## Begin DATA FOR THIS TASK

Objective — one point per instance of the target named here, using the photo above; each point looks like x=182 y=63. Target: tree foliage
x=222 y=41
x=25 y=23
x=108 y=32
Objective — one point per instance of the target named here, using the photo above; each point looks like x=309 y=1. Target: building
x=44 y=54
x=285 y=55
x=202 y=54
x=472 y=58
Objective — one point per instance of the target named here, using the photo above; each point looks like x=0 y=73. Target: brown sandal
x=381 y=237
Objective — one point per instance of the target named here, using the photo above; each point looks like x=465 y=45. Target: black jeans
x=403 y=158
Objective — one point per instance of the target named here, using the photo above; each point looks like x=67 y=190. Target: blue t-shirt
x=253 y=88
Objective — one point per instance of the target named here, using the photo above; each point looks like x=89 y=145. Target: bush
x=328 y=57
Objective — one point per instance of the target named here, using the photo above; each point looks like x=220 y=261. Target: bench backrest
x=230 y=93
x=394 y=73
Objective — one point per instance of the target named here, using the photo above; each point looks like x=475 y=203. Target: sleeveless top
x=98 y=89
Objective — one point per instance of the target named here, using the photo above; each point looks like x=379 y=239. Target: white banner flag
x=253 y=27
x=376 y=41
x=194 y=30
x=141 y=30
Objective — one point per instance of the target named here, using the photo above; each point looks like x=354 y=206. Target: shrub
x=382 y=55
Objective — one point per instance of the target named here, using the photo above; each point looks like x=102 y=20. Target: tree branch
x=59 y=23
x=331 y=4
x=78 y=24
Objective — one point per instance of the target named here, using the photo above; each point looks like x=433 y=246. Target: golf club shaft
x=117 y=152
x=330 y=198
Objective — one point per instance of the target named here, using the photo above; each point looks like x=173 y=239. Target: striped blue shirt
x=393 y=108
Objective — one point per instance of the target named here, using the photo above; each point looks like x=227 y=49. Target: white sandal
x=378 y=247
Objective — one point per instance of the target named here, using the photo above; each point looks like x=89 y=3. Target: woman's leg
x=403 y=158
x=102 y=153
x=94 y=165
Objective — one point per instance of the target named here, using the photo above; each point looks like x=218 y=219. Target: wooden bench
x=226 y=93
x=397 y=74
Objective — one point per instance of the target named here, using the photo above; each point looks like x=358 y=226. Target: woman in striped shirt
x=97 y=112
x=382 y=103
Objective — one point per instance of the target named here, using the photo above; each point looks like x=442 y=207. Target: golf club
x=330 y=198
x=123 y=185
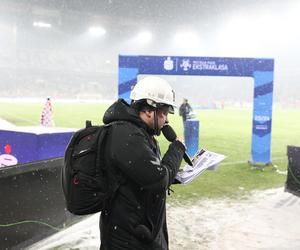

## End DATA FOR THIS TASK

• EXERCISE AIM: Quote every one of the records above word for word, leaving out the pictures.

• PROBLEM SOLUTION:
Objective — one point per instance of the target named here, using the photo above; each point looks like x=182 y=63. Target: tree foliage
x=222 y=41
x=25 y=23
x=108 y=32
Objective — one point per instance of the target named here, using the photo above; each point looks like x=309 y=1. Target: building
x=44 y=54
x=285 y=55
x=202 y=54
x=472 y=58
Objective — one point per instance of the target named here, using the photo above; each point looks like x=0 y=73. Target: brown sandal
x=381 y=237
Objective — one point per instance of the target named here, using the photo above; each point looks like x=465 y=45. Target: black jeans
x=403 y=158
Objective — one point per instance of the target named here, using the photo above; each point looks like x=67 y=190. Target: blue t-shirt
x=253 y=88
Objective — one point per instance of the target named here, using the photo above; each point looks like x=89 y=145. Target: bush
x=328 y=57
Objective — one point per instance of the target named here, using the photo above; each point looks like x=220 y=261. Target: bench backrest
x=230 y=93
x=394 y=73
Objective — one point per instance of the target named here, using the photo above; each point looks like x=475 y=203. Target: sleeveless top
x=98 y=89
Objective — one point per instance of the target named here, using the photo above; each point looks like x=379 y=239. Target: white banner flag
x=253 y=27
x=376 y=41
x=194 y=30
x=141 y=30
Objective — one point per instance of the target named here, using the photo above; each point looks like x=354 y=206. Target: shrub
x=382 y=55
Objective — one point per instance of the target named here, using the photo above; each point looks like x=102 y=20. Target: tree branch
x=59 y=23
x=331 y=4
x=78 y=24
Objective — one point per instance of the target named here, using the photo above; each point looks like x=433 y=246. Target: golf club shaft
x=117 y=152
x=330 y=198
Objective — one point per instance of the target named here, using the photo above; each point looks like x=173 y=239. Target: striped blue shirt
x=393 y=108
Objective — one point per instance of the target named here, using the photo above; each point looks like x=227 y=49. Target: white sandal
x=378 y=247
Objective — one point per instance of the target named here, using the photo above; each point looks like x=89 y=3. Target: woman's leg
x=403 y=158
x=102 y=153
x=94 y=165
Objective — one point per instance of the target named here, using the photo above; each point looks like x=218 y=219. Target: wooden bench
x=226 y=93
x=397 y=74
Objective — one point per instance of the target named here, using the photo above; each point looks like x=358 y=226. Target: woman in striped shirt
x=97 y=112
x=382 y=103
Objective — one point per instance of the target named here, using the photo above; each point looks like x=442 y=207. Target: golf club
x=330 y=198
x=123 y=185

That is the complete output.